-------- Records for the exercise --------

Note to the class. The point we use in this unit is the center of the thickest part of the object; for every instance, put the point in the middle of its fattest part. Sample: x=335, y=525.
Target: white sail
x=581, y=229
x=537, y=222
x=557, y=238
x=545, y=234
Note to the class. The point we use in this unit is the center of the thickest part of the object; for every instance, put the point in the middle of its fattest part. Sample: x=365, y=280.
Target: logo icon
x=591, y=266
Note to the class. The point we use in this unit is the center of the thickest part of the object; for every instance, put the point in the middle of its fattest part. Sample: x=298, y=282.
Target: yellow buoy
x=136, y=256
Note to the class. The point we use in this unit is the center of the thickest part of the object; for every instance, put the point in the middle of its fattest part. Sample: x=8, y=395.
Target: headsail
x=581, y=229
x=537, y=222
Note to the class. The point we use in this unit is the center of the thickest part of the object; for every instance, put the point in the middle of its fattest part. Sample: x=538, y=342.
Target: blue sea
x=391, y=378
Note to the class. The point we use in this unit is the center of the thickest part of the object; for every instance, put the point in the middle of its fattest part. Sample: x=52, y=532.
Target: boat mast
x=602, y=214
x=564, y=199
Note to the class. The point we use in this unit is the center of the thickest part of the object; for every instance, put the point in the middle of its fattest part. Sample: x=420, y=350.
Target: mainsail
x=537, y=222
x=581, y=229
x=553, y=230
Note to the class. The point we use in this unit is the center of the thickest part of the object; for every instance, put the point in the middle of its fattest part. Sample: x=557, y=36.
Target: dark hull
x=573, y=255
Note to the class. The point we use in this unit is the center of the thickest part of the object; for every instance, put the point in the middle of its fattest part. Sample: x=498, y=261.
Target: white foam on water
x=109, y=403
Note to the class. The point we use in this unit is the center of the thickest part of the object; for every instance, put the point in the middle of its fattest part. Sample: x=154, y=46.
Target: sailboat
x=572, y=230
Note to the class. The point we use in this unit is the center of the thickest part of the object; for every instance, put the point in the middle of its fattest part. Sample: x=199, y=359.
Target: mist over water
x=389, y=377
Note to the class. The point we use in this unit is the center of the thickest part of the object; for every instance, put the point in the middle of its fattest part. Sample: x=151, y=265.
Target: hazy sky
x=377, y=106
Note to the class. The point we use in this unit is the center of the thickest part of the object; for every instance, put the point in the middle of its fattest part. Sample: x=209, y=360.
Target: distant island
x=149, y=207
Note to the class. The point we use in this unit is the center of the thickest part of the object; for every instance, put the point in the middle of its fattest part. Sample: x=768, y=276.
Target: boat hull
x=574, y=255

--------

* **Given task**
Take the entries above and copy them out exactly.

* **Task output**
Note to the class. The point we use in this unit is the center of the thickest part of the object; for every instance, put the point in the middle of its fattest part. Sample: x=335, y=525.
Target: white sail
x=581, y=229
x=537, y=222
x=557, y=238
x=545, y=234
Note to the class. The point we use in this unit is the center of the thickest part of the object; for every instance, put the point in the middle of its fattest part. Sample: x=365, y=280.
Target: logo icon
x=591, y=266
Note to the class. The point we use in this unit is the center of the thickest part of the object; for every instance, put the point in the middle of its fattest part. Sample: x=298, y=282.
Target: yellow buoy
x=136, y=256
Note to the class. The point we use in this unit is the center of the thickest part of the object; for every instance, put the point in the middle of its fattest part. Sample: x=8, y=395.
Target: headsail
x=581, y=229
x=537, y=222
Note to the class. The point we use in this unit is the center of the thickest part of the object; for every instance, put the point in the middle of its fattest part. Sample: x=538, y=342.
Target: blue sea
x=391, y=378
Note to the class. The point we use in this unit is the center of the thickest part of the object; for every instance, put the point in the middle of its fattest part. Sample: x=52, y=532.
Target: boat mast
x=602, y=214
x=564, y=199
Note to the class. The point we use in this unit is the center of the thickest part of the object; for every instance, put the point in the middle of its fattest part. Sample: x=420, y=350.
Target: mainsail
x=537, y=222
x=581, y=229
x=553, y=230
Note to the class. The point we use in this unit is the center of the thickest part of the object; for every instance, put the point in the middle of its fattest part. Sample: x=557, y=36.
Target: dark hull
x=573, y=255
Note to the class. The point we use in this unit is the center of the thickest part of the object; for every instance, put the point in the middle of its fattest part. Sample: x=498, y=261.
Target: white foam on water
x=109, y=403
Note to the class. The point we use in this unit is the center of the thickest part of the object; for every instance, put the point in the middle of its fattest part. Sample: x=154, y=46.
Target: sailboat
x=572, y=230
Note to the class. The point we use in this unit is the center of the thickest part of the object; for every instance, put the point in the middle of its fattest part. Sample: x=199, y=359.
Target: mist over water
x=389, y=377
Note to the class. The point we use in this unit is the center of the thickest part of the object; for every instance, put the point in the middle of its fattest part. Sample: x=151, y=265.
Target: hazy sky
x=377, y=106
Note to the class. The point we use in this unit is the center of the thickest part of the object; for every instance, put the point in the middle of its fattest part. Sample: x=209, y=360.
Target: distant island
x=149, y=207
Note to the class. The point we use in this unit is the center of the thickest part of the object; for every instance, put the point in the middle of its fattest part. Sample: x=768, y=276.
Target: boat hull
x=574, y=255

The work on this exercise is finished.